[start of Quoted text]
Why don’t Johnson and Sensenbrenner like you?

In what should have been no brainer legislation, our US Congress once again played political brinksmanship with House bill HR 4348, not passing it until just days before the affected programs expired. The combined bill (why can’t we actually do bills that cover only a single topic or at least related topics after all the promises by both parties to do so?) funds infrastructure improvements that support 2.7 million construction jobs nationally, the extension of student loan interest supports at the 3.4% level, and renewal of the National Flood Insurance programs.

All worthwhile and relatively non-controversial subjects. The bill passed the House 373-52 and the Senate 92-4! Remarkably bi-partisan support in an election year…which should indicate that the voters support these programs and to vote against them could have negative consequences at the polls in November.
[end of Quoted text]
### Goal of the exercise
Output the passage on the HR 4348 bill word for word between "All worthwhile and" and "polls in November.", inclusive. The lines that follow this passage are not needed.
[start of Provided information]
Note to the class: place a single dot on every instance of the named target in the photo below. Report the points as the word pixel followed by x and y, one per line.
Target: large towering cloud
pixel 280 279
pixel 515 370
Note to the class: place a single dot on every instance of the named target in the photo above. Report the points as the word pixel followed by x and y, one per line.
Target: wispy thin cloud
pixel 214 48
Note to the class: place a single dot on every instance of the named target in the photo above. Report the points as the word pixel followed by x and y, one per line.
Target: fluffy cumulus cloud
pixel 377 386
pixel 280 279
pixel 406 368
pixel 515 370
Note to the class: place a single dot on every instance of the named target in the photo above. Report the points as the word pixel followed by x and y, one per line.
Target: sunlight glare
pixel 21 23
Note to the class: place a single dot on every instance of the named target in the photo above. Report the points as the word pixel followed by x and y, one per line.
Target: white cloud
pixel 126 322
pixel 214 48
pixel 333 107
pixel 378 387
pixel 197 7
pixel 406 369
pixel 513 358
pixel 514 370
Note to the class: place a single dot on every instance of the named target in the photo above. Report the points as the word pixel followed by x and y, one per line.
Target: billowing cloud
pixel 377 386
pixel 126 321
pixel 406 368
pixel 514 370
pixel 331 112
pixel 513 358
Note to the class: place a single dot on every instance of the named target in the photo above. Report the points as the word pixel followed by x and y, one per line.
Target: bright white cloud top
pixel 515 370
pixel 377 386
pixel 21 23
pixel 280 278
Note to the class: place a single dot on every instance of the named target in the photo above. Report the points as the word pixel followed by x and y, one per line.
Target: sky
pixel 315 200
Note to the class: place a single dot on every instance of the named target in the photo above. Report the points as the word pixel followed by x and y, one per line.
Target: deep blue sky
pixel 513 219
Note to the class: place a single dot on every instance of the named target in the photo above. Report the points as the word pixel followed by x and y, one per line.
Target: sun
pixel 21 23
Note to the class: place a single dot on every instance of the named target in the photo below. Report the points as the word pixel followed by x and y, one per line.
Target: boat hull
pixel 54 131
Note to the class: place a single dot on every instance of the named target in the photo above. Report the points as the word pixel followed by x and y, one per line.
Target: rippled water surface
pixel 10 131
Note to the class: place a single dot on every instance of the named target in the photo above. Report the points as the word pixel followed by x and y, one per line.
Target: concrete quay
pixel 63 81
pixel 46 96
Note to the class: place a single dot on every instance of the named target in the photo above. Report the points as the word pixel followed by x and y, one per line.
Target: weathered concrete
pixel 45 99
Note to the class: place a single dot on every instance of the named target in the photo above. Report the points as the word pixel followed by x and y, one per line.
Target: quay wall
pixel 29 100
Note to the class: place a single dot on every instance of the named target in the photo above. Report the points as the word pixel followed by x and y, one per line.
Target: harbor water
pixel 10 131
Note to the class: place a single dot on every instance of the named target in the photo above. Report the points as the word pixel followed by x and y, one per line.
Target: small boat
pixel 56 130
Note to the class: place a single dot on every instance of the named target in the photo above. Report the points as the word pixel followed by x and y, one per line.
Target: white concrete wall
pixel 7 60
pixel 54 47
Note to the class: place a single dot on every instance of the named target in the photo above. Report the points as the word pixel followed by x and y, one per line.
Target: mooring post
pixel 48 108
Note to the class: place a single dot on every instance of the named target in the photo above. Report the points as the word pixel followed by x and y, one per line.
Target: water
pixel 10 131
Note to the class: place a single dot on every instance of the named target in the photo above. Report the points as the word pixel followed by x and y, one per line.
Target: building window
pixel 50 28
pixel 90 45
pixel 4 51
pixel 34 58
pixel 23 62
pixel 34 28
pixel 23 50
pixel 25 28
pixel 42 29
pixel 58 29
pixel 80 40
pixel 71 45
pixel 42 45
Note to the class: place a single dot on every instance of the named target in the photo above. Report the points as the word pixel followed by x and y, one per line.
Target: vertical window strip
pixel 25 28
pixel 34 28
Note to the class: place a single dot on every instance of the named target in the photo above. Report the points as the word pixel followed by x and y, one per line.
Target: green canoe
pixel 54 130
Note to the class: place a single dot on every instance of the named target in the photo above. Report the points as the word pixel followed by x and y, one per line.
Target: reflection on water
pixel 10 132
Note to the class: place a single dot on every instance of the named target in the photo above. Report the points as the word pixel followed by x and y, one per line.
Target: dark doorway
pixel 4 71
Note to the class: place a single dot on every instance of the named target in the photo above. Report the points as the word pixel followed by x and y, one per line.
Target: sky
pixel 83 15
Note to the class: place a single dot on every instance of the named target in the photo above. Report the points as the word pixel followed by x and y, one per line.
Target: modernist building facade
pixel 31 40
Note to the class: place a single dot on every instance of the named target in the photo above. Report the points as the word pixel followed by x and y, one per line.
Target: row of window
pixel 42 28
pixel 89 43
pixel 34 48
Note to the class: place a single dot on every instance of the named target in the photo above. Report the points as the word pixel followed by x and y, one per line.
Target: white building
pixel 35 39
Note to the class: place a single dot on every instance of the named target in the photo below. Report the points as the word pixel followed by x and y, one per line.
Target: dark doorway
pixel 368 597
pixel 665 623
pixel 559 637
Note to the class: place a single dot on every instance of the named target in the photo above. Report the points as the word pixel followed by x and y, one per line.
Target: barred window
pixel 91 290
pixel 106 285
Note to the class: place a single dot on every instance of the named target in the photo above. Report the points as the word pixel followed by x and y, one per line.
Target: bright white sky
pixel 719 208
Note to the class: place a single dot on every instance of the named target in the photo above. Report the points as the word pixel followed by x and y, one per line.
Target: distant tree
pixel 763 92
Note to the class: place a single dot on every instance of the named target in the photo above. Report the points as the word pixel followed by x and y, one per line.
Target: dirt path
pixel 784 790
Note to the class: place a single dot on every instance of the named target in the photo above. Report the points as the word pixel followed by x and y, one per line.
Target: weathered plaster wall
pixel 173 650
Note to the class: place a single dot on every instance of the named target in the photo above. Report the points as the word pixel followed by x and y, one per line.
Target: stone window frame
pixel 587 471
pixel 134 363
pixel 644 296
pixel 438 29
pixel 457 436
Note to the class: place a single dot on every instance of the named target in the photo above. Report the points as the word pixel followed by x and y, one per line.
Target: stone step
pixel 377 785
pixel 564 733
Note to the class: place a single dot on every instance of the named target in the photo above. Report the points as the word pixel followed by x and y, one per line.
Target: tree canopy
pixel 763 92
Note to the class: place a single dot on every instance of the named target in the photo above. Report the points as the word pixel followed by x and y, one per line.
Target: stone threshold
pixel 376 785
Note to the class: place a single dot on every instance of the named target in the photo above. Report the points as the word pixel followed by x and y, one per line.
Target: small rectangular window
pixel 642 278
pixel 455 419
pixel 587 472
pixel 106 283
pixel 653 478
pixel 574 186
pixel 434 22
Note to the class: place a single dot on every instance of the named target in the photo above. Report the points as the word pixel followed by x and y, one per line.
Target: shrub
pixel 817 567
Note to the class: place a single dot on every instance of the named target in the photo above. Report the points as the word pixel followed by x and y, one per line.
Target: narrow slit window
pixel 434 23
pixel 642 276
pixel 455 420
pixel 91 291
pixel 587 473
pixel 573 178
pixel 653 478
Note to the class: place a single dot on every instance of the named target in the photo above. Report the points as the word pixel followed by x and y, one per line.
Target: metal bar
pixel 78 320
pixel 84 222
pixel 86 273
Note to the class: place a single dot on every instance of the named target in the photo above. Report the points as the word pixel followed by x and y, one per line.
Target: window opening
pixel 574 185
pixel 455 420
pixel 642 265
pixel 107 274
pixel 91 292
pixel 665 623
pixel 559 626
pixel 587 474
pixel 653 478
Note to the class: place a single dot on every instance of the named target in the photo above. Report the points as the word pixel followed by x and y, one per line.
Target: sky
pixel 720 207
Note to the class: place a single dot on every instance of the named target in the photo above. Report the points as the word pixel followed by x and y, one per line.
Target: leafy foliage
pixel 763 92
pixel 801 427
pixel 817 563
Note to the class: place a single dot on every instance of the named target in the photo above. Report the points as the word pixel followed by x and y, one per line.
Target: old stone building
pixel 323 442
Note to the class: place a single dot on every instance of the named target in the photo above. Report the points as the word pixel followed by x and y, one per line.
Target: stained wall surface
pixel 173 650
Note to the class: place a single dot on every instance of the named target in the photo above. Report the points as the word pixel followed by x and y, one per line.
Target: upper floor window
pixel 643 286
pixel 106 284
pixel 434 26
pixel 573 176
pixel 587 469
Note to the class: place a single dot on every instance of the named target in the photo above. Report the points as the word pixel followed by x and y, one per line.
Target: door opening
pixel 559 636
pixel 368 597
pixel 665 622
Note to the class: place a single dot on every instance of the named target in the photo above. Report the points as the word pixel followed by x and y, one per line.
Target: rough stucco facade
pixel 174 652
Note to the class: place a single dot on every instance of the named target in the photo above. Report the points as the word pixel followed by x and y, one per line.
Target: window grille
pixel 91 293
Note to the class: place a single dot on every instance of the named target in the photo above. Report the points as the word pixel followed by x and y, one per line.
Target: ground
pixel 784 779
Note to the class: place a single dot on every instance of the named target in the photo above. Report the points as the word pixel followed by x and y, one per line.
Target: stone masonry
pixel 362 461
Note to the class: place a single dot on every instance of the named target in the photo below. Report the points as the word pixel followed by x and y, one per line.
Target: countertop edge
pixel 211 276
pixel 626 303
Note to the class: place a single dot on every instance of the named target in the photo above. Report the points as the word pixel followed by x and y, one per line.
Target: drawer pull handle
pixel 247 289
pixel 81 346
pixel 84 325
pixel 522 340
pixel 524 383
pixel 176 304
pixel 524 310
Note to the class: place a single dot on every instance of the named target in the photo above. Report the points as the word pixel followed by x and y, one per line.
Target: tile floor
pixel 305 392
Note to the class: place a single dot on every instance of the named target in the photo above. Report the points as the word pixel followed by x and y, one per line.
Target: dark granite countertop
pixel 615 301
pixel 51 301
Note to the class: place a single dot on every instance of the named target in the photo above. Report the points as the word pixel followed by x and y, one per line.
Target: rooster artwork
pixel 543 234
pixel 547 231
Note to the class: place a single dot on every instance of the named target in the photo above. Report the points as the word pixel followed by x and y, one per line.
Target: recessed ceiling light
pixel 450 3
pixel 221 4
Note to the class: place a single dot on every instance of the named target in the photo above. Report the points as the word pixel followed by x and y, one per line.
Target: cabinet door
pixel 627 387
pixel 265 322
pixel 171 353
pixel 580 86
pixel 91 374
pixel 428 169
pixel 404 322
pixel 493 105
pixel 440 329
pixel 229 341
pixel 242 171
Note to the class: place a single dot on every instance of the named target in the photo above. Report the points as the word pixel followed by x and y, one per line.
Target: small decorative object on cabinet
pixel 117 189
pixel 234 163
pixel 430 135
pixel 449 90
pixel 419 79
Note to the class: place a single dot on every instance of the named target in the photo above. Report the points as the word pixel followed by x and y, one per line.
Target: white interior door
[end of Provided information]
### Result for this exercise
All worthwhile and relatively non-controversial subjects. The bill passed the House 373-52 and the Senate 92-4! Remarkably bi-partisan support in an election year…which should indicate that the voters support these programs and to vote against them could have negative consequences at the polls in November.